_Stated exercise_:
What you return should match every record exactly, with the images removed.

* * * *

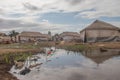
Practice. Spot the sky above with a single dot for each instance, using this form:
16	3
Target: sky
56	15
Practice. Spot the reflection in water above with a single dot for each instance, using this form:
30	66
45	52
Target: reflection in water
67	65
99	56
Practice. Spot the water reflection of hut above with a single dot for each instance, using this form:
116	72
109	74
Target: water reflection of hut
99	57
100	31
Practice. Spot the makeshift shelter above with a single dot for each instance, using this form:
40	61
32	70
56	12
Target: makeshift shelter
27	36
100	31
70	36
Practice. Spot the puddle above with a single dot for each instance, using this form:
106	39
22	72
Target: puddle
68	65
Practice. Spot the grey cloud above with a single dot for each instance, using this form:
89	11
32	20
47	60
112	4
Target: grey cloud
15	23
74	2
30	6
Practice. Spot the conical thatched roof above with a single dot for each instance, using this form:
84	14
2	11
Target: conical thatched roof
101	25
70	34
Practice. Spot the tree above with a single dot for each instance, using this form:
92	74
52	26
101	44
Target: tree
14	34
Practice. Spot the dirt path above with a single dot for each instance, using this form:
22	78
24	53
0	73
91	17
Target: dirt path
4	74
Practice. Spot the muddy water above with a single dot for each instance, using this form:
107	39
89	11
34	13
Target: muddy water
67	65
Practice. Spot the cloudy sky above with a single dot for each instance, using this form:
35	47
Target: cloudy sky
56	15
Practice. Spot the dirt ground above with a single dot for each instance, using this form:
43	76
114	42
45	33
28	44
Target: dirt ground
4	74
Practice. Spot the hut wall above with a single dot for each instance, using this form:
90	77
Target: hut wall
99	35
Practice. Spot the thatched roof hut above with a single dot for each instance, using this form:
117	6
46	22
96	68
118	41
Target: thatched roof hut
27	36
100	31
70	36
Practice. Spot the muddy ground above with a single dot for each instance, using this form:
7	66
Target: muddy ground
4	74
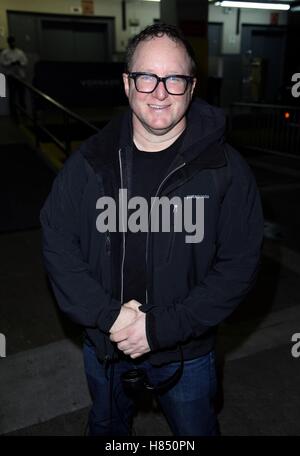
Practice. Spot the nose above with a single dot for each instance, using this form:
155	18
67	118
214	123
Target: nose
160	92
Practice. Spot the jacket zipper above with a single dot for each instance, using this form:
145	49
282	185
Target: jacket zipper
123	235
149	219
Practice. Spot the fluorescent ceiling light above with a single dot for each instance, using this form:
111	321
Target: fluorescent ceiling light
254	5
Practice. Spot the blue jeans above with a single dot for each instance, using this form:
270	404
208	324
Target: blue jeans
188	405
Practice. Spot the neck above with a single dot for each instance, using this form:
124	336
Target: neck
150	142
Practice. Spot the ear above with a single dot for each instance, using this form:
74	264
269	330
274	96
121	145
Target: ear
126	84
193	86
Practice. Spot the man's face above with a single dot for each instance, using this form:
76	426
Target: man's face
159	112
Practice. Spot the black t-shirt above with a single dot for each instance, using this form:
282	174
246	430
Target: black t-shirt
149	169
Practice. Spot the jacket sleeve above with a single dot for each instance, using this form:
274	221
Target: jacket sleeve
232	274
78	294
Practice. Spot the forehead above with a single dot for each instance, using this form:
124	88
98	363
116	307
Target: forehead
160	54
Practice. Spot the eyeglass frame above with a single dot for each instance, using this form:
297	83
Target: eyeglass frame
133	75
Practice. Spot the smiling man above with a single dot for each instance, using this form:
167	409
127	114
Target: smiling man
151	300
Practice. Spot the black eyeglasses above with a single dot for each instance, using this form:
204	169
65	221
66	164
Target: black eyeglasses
175	84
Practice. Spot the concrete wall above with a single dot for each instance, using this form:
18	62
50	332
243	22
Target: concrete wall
144	12
231	42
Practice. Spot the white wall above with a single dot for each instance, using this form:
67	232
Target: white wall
231	42
145	12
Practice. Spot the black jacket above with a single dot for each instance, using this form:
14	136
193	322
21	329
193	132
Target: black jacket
191	287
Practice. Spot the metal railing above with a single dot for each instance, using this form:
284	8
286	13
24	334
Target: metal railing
28	101
266	127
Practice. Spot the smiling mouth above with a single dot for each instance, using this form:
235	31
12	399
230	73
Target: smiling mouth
158	107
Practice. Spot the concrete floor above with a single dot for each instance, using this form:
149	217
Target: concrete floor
259	377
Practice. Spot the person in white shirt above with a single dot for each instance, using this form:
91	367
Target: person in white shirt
13	62
13	59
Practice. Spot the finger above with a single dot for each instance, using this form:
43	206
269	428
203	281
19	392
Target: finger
118	336
124	345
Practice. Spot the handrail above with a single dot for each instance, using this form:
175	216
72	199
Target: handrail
262	105
58	105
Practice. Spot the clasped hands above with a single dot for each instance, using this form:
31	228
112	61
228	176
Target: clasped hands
129	330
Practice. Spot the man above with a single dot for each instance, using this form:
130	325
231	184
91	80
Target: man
144	297
13	59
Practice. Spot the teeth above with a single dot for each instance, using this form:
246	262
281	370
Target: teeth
157	107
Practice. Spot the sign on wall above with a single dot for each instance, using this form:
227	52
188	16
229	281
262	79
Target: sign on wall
87	7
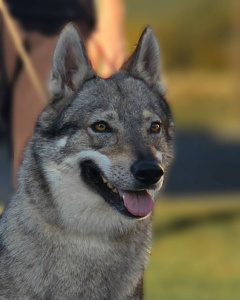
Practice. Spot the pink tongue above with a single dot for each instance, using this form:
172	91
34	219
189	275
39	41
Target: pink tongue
137	203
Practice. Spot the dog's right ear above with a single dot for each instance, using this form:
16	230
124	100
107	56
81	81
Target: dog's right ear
71	67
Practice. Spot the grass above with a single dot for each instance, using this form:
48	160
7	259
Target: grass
204	100
196	250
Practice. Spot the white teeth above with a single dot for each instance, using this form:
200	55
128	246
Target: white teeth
104	179
109	185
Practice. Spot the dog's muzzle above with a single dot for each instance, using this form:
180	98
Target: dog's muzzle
147	172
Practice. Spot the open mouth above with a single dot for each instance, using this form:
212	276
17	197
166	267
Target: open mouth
134	204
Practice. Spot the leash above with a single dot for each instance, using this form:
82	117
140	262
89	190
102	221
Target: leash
22	52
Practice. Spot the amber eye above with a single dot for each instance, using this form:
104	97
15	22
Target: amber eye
155	127
100	127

* * * *

_Solution for this task_:
Practice. Spot the sky above with a single dot for each instance, using this form:
16	3
Target: sky
56	15
Practice. Spot the reflection in water above with a single dot for each instance, using this form:
30	66
45	52
Target: reflection in water
67	65
99	56
Practice. Spot the water reflection of hut above with a single dot for each instance, using this form:
116	72
109	74
Target: water reflection of hut
99	57
100	31
Practice. Spot the makeshift shelter above with a single dot for each instance, using this form:
40	61
32	70
56	12
Target: makeshift shelter
27	36
100	31
70	36
Practice. Spot the puddle above with a single dot for each instance, using this form:
106	39
22	72
Target: puddle
68	65
Practice. Spot the grey cloud above with a single dot for each instance, using this form:
89	11
32	20
47	60
112	4
Target: grey cloud
15	23
74	2
30	6
Practice. Spot the conical thatched roof above with a single dot for each instance, using this form:
84	14
2	11
Target: conical thatched roof
101	25
70	34
Practice. Spot the tree above with a single dot for each instance, using this form:
92	74
52	26
101	44
Target: tree
14	34
Practice. Spot the dirt path above with a single dot for each instance, using this form:
22	78
24	53
0	73
91	17
Target: dirt path
4	74
Practice. Spot the muddy water above with a single dot for each instance, using this form:
107	39
89	11
34	13
Target: muddy water
67	65
Practice. Spot the cloudy sky above with a single dot for each instance, using this form:
35	47
Target: cloudy sky
56	15
Practice. Spot the dirt ground above with a single dot for each instance, using this form:
43	76
114	42
45	33
28	44
Target: dirt ground
4	74
Practice. Spot the hut wall above with a single dot for each instance, using this form:
90	77
Target: hut wall
99	35
Practice. Spot the thatched roof hut above with a single dot for each instance, using this form:
117	6
46	22
96	68
118	41
Target: thatched roof hut
27	36
100	31
70	36
Practice. Spot the muddy ground above with a single dot for each instance, using this form:
7	66
Target: muddy ground
4	74
Practice. Spot the nose above with a single dot for each instance, using this form:
155	18
67	118
214	123
Target: nose
160	92
Practice. Spot the jacket zipper above with a single dot for each instance, using this form:
145	49
282	185
Target: jacket zipper
123	235
149	219
Practice. Spot the fluorescent ceiling light above with a single dot for each instance, using this form:
111	321
Target: fluorescent ceiling light
254	5
Practice. Spot the blue jeans above with a single dot for each instance, using this form:
270	404
208	324
Target: blue jeans
188	405
Practice. Spot the neck above with a single dot for each instance, using this form:
124	336
Target: neck
150	142
Practice. Spot the ear above with a single dot for each instance, using this form:
74	264
269	330
274	96
121	145
Target: ear
126	84
193	86
Practice. Spot the man's face above with a single dot for each instance, using this form:
76	426
Target: man's face
159	112
Practice. Spot the black t-shirt above with a single dot for each instance, using this form:
282	174
246	430
Target: black t-shirt
149	169
Practice. Spot the jacket sleeve above with a single dot for each instance, using this form:
274	221
Target: jacket sleeve
232	274
78	294
Practice. Spot the forehead above with a single dot for each instance, using this form:
124	88
98	363
116	307
Target: forehead
160	54
Practice. Spot the eyeglass frame above with a single dot for each instance, using this form:
297	83
Target: eyeglass frame
133	75
Practice. Spot the smiling man above with a single dot for each instance, using this form:
167	409
127	114
Target: smiling man
151	300
Practice. Spot the black eyeglasses above with a single dot for each instance, using this form:
204	169
65	221
66	164
Target: black eyeglasses
175	84
Practice. Spot the concrete wall above with a single dot for each instance, using this form:
18	62
50	332
243	22
Target: concrete wall
144	12
231	42
Practice. Spot the white wall above with a single dot for each instance, using this form:
67	232
Target: white wall
231	42
145	12
Practice. Spot the black jacket above with a single dot for each instance, using this form:
14	136
193	322
21	329
193	132
Target: black jacket
191	287
Practice. Spot the metal railing above with a single dot for each instance, using this form:
284	8
286	13
24	334
Target: metal railing
28	101
266	127
Practice. Spot the smiling mouth above with a single dot for each instance, using this form:
235	31
12	399
230	73
Target: smiling mouth
158	107
Practice. Spot the concrete floor above with a single dot for each instance, using this form:
149	217
Target: concrete floor
259	377
Practice. Spot the person in white shirt above with a single dot for each instance, using this form:
91	367
Target: person in white shirt
13	62
13	59
Practice. Spot the finger above with a single dot for each instance, using this form:
43	206
269	428
203	281
19	392
Target: finger
118	336
124	345
Practice. Spot the handrail above with a single dot for each instance, using this form:
175	216
72	199
Target: handrail
262	105
58	105
Practice. Spot the clasped hands above with a single dot for each instance, using this form:
31	228
112	61
228	176
Target: clasped hands
129	330
Practice. Spot the man above with a single dot for each instance, using this form:
130	325
231	184
91	80
Target: man
144	297
13	59
Practice. Spot the teeth above with a single dot for each instance, using this form:
246	262
281	370
Target: teeth
157	107
Practice. Spot the sign on wall above with a single dot for each instance, using this form:
227	52
188	16
229	281
262	79
Target: sign on wall
87	7
Practice. Spot the pink tongue above with a single dot for each instance, using this form:
172	91
34	219
189	275
39	41
Target: pink tongue
137	203
Practice. Spot the dog's right ear above with a single dot for each instance, using this form:
16	230
124	100
107	56
81	81
Target: dog's right ear
71	67
Practice. Spot the grass above with a single dot for each instance, using this form:
48	160
7	259
Target: grass
204	100
196	250
Practice. Spot the white teeth above with a single dot for each instance, using this form:
200	55
128	246
Target: white teeth
104	179
109	185
Practice. Spot the dog's muzzle above with a single dot for each instance, using this form:
180	98
Target: dog's muzzle
147	172
Practice. Spot the open mouth above with a single dot for each instance, using this form:
212	276
17	197
166	267
Target: open mouth
134	204
Practice. Spot the leash above with a single dot for each instance, using this form:
82	117
140	262
89	190
102	221
Target: leash
22	52
Practice. Spot the amber eye above with a single dot for each instance, using this form:
104	97
15	22
Target: amber eye
155	127
100	127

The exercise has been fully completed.